Task description
Locate every line in the items below that contains the string "wall", and copy each of those lines. Treat uppercase and lowercase as different.

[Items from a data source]
__________________________________________________

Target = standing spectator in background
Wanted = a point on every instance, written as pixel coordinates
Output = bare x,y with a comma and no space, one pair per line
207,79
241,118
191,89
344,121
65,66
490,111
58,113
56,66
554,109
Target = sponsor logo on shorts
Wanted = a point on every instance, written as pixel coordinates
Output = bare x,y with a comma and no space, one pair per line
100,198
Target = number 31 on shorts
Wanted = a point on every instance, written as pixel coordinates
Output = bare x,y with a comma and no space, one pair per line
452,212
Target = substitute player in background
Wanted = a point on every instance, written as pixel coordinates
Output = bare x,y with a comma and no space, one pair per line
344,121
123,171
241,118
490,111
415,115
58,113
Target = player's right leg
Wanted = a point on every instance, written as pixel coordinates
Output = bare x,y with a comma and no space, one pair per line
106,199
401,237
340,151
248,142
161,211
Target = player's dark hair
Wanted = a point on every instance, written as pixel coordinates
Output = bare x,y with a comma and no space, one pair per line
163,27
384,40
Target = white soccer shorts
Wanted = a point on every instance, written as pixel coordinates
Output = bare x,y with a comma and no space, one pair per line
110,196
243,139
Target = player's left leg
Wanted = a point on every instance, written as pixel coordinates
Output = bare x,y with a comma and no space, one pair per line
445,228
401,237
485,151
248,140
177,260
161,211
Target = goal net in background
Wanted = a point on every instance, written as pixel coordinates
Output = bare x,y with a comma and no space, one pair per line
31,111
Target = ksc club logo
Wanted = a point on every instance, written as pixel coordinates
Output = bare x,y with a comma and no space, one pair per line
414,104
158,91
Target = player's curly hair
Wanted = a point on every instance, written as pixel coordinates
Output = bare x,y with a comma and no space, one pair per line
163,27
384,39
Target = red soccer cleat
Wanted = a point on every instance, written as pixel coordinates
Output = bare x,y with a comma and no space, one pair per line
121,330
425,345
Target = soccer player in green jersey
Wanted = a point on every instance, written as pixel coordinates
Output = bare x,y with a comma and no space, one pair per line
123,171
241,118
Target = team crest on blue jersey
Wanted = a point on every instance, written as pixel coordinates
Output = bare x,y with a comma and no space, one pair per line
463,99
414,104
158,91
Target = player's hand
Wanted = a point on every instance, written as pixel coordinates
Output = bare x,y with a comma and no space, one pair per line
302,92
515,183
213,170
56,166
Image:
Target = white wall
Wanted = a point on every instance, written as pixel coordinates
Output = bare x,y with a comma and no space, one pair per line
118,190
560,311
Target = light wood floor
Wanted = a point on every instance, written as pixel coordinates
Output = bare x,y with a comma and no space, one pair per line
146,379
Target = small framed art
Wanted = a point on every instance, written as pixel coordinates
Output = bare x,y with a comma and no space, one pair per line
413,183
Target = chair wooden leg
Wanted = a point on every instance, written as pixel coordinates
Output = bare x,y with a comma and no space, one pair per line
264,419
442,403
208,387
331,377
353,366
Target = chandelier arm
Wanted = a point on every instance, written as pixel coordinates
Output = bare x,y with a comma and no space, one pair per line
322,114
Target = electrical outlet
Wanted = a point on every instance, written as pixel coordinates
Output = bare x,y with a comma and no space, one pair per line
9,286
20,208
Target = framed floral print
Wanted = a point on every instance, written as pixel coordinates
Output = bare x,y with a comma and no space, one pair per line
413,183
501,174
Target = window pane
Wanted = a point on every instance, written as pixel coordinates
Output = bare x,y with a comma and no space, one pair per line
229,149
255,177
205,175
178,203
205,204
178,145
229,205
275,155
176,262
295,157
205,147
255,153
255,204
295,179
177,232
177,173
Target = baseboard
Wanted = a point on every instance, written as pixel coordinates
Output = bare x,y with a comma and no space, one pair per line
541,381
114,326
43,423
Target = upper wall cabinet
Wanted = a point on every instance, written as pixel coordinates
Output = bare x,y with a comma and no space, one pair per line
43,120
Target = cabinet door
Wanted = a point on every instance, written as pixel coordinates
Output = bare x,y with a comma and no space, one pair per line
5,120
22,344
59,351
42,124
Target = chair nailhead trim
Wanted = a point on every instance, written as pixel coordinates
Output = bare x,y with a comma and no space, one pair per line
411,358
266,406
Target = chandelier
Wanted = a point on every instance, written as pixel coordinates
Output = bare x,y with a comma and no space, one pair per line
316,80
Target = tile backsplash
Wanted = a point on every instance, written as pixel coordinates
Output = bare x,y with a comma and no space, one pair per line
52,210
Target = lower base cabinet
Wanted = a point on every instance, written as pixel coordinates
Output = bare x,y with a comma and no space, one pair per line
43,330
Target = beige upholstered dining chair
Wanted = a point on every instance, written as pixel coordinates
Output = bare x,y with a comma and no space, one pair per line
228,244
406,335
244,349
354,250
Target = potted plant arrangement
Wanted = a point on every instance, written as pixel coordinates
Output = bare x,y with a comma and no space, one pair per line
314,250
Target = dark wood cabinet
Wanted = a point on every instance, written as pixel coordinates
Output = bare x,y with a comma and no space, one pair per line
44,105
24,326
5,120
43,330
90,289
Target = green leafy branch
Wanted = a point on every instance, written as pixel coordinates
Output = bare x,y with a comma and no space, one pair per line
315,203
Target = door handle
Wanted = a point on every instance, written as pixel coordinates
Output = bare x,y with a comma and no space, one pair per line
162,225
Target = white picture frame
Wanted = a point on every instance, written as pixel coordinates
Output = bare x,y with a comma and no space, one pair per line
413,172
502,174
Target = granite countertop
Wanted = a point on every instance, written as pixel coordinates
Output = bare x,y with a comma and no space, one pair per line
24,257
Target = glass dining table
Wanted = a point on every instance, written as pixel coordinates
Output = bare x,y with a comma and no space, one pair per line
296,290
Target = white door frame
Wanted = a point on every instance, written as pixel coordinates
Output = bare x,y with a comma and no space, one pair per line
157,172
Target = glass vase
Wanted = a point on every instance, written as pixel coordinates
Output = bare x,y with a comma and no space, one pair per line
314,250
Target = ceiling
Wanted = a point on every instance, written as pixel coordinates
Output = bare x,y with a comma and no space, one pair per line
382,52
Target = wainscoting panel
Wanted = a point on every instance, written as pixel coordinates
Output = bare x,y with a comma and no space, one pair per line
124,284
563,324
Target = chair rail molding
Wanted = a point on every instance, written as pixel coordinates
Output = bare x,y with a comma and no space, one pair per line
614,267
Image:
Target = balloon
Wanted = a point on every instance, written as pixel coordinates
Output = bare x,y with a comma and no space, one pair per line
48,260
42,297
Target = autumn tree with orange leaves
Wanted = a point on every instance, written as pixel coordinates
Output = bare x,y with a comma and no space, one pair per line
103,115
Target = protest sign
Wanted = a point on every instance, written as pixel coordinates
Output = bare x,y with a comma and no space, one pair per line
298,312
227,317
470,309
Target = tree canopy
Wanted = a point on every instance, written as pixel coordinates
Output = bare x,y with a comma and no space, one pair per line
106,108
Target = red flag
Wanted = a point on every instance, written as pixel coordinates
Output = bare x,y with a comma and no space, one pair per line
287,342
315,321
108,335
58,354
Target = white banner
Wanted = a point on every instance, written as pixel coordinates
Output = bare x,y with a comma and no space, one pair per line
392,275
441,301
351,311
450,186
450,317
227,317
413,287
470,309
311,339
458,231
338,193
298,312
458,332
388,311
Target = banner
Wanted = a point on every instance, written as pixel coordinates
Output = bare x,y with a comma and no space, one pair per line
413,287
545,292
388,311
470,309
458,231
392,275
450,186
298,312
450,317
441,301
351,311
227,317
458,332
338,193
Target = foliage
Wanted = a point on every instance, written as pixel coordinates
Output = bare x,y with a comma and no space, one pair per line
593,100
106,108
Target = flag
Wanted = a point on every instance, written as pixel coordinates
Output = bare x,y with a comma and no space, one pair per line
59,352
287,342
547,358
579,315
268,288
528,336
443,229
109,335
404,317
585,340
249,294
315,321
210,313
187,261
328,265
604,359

__________________________________________________

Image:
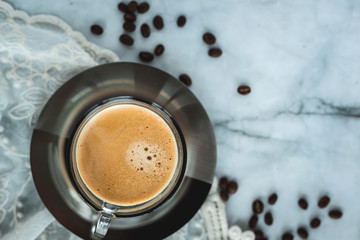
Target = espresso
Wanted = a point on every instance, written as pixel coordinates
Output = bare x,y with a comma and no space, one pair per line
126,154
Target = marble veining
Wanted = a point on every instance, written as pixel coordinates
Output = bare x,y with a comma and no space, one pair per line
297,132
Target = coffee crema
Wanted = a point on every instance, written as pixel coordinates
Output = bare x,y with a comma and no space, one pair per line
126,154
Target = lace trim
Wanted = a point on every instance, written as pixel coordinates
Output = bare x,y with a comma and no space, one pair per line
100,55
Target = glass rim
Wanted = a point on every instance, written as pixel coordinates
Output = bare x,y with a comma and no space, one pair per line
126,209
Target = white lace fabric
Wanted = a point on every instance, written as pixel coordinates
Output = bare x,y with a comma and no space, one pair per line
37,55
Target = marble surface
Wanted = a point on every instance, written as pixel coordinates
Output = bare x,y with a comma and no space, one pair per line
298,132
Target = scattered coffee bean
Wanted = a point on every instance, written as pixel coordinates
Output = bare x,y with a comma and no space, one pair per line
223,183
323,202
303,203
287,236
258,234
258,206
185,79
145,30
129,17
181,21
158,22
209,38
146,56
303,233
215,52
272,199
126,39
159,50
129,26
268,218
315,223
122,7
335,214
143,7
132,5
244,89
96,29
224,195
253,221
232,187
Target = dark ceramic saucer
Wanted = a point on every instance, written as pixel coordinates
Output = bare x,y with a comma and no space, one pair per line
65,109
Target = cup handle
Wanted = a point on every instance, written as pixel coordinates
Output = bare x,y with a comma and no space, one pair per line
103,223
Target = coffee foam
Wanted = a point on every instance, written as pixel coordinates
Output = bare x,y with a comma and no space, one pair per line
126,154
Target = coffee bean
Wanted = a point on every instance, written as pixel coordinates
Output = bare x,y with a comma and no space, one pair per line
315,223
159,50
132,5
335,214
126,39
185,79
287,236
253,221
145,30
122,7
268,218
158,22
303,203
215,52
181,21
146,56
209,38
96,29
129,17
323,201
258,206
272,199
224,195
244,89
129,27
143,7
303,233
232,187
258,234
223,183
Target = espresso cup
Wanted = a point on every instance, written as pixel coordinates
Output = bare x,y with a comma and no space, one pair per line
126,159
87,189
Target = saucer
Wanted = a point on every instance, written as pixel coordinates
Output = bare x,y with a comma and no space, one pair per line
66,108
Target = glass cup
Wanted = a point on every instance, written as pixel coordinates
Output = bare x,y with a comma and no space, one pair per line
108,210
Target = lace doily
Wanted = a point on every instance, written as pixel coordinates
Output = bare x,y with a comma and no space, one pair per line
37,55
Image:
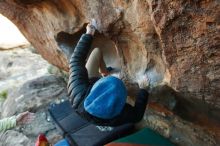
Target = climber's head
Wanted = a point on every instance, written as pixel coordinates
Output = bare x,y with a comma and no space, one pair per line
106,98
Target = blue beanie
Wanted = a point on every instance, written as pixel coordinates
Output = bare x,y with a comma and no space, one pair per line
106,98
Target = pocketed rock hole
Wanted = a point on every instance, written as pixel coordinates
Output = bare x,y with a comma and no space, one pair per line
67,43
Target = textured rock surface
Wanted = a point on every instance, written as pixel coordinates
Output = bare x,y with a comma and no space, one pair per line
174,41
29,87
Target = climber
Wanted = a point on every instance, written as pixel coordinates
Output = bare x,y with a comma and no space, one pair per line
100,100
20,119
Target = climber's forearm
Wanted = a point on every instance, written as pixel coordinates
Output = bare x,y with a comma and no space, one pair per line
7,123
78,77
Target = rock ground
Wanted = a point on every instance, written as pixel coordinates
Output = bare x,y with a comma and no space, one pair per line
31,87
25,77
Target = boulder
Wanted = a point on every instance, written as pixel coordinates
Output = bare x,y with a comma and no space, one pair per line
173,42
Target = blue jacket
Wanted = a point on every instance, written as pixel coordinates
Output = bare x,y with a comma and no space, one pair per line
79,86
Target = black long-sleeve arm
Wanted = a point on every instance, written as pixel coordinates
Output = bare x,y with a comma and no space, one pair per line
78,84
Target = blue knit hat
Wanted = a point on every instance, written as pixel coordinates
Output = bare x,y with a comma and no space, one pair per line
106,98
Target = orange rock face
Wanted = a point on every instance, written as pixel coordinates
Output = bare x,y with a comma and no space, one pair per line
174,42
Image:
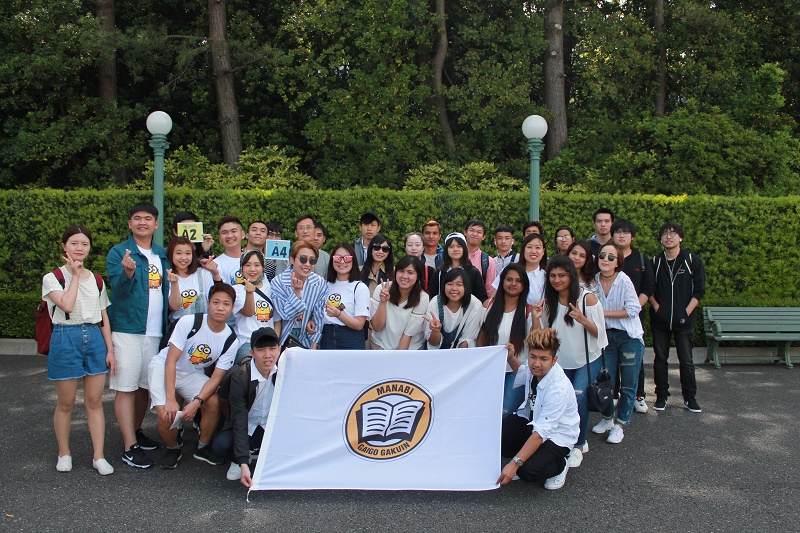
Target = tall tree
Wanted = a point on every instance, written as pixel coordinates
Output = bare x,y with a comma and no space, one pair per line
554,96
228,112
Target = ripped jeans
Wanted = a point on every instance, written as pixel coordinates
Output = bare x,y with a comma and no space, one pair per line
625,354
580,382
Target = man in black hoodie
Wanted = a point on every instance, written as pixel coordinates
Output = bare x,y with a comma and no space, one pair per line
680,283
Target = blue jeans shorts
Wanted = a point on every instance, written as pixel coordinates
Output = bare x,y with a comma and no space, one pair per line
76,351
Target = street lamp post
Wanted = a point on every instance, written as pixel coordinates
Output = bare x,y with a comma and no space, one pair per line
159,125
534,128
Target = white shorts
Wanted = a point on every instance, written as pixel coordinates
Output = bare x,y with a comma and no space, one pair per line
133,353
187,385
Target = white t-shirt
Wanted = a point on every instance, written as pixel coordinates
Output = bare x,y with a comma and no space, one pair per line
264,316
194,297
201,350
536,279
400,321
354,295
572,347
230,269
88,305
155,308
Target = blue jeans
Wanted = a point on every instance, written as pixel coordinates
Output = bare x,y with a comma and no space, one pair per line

__________________________________________________

Answer to this exercise
Target = white wall
Target = upper wall cabinet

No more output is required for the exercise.